§ The task
I would like the lines below, from the one with "Find the dark-haired" through the one with "Find the teal", copied exactly and without any pictures.

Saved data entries

——

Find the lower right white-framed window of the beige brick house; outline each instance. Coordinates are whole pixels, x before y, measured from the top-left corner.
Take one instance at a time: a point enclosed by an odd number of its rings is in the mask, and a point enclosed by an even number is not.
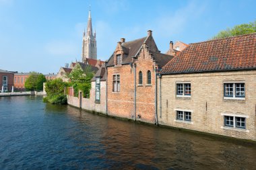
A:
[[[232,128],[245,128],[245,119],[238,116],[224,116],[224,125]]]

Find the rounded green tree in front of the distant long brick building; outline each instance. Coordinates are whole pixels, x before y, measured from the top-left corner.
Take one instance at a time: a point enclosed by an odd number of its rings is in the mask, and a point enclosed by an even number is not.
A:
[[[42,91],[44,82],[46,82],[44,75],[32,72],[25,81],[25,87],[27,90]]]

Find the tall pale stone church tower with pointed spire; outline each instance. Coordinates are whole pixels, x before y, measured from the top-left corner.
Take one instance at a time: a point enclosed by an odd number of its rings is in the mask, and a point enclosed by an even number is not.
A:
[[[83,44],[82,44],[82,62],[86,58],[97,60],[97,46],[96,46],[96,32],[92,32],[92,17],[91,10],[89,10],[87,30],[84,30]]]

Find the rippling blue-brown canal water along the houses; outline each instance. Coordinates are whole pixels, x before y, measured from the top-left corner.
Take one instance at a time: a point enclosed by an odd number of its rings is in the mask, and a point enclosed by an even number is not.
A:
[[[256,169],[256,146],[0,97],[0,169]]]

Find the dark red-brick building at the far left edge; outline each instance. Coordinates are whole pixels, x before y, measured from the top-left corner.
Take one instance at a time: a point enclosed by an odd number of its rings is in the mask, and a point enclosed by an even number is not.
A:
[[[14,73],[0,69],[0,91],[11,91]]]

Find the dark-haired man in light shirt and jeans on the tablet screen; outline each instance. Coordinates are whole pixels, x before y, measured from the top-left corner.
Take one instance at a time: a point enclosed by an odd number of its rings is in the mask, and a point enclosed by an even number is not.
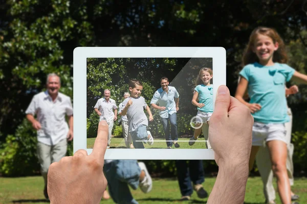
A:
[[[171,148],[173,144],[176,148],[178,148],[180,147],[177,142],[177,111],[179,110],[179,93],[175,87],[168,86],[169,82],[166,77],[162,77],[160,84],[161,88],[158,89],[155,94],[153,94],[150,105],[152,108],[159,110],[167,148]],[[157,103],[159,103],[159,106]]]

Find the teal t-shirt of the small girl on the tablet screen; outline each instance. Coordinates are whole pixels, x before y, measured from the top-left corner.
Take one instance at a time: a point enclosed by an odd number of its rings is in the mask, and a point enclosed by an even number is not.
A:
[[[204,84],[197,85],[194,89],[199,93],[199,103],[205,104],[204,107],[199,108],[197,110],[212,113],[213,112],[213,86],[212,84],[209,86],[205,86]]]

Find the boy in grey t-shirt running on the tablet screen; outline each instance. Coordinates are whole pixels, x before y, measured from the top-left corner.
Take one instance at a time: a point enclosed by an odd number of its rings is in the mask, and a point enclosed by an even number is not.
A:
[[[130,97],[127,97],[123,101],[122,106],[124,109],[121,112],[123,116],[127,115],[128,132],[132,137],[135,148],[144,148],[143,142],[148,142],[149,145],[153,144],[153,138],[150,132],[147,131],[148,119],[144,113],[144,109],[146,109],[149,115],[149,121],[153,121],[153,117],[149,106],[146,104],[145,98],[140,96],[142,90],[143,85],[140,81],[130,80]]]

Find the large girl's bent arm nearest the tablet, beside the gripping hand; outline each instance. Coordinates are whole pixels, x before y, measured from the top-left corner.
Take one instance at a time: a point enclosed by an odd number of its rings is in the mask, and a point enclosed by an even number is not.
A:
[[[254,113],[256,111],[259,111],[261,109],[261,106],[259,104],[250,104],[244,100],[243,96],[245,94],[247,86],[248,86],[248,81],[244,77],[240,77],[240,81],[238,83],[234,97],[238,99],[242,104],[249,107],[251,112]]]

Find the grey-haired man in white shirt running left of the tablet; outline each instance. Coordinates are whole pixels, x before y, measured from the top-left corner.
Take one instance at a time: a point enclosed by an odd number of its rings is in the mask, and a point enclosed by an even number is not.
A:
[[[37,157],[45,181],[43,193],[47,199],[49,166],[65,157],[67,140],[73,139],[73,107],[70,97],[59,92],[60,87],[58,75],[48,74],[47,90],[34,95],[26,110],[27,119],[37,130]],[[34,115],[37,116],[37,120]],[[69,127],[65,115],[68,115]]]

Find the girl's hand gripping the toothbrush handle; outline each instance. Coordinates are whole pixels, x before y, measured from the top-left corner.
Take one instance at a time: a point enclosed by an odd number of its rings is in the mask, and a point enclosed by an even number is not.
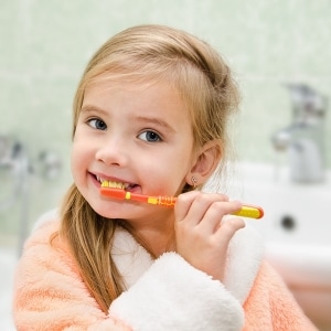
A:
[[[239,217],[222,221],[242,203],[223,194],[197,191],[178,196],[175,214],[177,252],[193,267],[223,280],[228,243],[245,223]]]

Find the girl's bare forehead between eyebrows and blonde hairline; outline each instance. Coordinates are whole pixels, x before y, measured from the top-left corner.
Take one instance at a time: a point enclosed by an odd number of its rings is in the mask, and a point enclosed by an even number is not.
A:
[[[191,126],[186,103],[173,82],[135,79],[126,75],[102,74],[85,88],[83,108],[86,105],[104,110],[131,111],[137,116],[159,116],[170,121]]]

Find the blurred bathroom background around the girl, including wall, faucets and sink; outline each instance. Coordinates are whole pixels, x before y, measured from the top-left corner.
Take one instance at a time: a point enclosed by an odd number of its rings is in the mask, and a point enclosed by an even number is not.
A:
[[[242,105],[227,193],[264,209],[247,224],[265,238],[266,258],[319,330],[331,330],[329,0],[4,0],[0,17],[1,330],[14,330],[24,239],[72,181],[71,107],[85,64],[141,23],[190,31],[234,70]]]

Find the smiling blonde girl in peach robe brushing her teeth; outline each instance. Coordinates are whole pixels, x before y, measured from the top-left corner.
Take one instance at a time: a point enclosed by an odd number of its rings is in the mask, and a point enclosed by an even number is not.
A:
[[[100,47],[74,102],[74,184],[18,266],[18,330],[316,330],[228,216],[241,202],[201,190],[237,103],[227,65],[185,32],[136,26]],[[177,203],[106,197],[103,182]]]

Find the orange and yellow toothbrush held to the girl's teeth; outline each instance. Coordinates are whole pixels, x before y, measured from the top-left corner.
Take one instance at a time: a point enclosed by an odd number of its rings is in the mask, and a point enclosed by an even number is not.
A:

——

§ Exercise output
Find the dark-haired man in light shirt and jeans on the tablet screen; outline each instance. Coordinates are whole pixels, x before y, measured from the top-left corner.
Take one instance at a time: a point enclosed by an odd number of its rings is in the mask, and a point enclosed by an even number is not.
A:
[[[171,148],[173,144],[176,148],[178,148],[180,147],[177,142],[177,111],[179,110],[179,93],[175,87],[168,86],[169,82],[166,77],[162,77],[160,84],[161,88],[158,89],[155,94],[153,94],[150,105],[152,108],[159,110],[167,148]],[[157,103],[159,103],[159,106]]]

Find the teal t-shirt of the small girl on the tablet screen; outline each instance. Coordinates are whole pixels, x before y, measured from the top-left corner.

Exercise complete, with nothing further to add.